## Apply what you read
(1) Translate this sentence from the text on aortic disease into Spanish: "If a weakened area cannot withstand the pressure and bulges out, it becomes an Aortic Aneurysm."
(2) Quote the stretch of the text on aortic disease from "From the perspective" through "the vessel wall.".

## Text passage
-----

The Scream of Vessels Unable to Withstand Pressure
The aorta must endure high blood pressure and the impact of blood flow throughout a lifetime.
However, when elastic fibers (Elastin) and collagen in the vessel wall are destroyed due to aging, hypertension, atherosclerosis, or genetic factors (e.g., Marfan syndrome), the vessel becomes thin and weak.
If a weakened area cannot withstand the pressure and bulges out, it becomes an Aortic Aneurysm.
If the inner lining tears and blood forces its way between the layers of the wall, Aortic Dissection occurs.
Rupture of a thoracic or abdominal aneurysm leads to massive bleeding, resulting in a very high pre-hospital mortality rate.
Absence of symptoms does not mean safety.
BM's Perspective: Why Did the Vessel Wall Weaken?
BM Korean Internal Medicine Clinic asks, "Why couldn't the aorta withstand the pressure?"
It is not simply because blood pressure is high. It is because the substances constituting the vessel wall have been lost and inflammation has occurred.
From the perspective of Korean Medicine, aortic disease is a complex state of Blockage of Vessels by Stasis (Maengnak-eojo / 脈絡瘀阻) and Deficiency of Qi and Yin (Gieum-yangheo / 氣陰兩虛).
- Blockage by Stasis (Maengnak-eojo, 脈絡瘀阻): A state where blood stasis and phlegm-turbidity accumulate on the vessel wall, causing inflammation and eroding the tissue.
- Deficiency of Qi and Yin (Gieum-yangheo, 氣陰兩虛): A state where the fundamental energy (Qi) and fluids (Yin) supporting the vessels are depleted, leaving the walls brittle and inelastic.
We look beyond the enlarged vessel diameter seen in imaging to see the chronic inflammation and nutritional deficiency that sickened the vessel wall.
This is the essence of aortic disease as viewed by Internal Medicine by Korean Medicine Physicians.

-----

## Material shown
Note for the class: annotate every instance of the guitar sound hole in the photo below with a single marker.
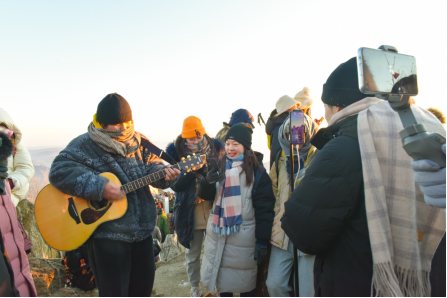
(99, 205)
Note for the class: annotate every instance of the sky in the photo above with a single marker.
(172, 59)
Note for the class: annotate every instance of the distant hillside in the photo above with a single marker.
(44, 157)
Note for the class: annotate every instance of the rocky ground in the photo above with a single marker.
(170, 277)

-----

## Responses
(1) Si una zona debilitada no puede soportar la presión y se abomba hacia afuera, se convierte en un aneurisma aórtico.

(2)
From the perspective of Korean Medicine, aortic disease is a complex state of Blockage of Vessels by Stasis (Maengnak-eojo / 脈絡瘀阻) and Deficiency of Qi and Yin (Gieum-yangheo / 氣陰兩虛).
- Blockage by Stasis (Maengnak-eojo, 脈絡瘀阻): A state where blood stasis and phlegm-turbidity accumulate on the vessel wall, causing inflammation and eroding the tissue.
- Deficiency of Qi and Yin (Gieum-yangheo, 氣陰兩虛): A state where the fundamental energy (Qi) and fluids (Yin) supporting the vessels are depleted, leaving the walls brittle and inelastic.
We look beyond the enlarged vessel diameter seen in imaging to see the chronic inflammation and nutritional deficiency that sickened the vessel wall.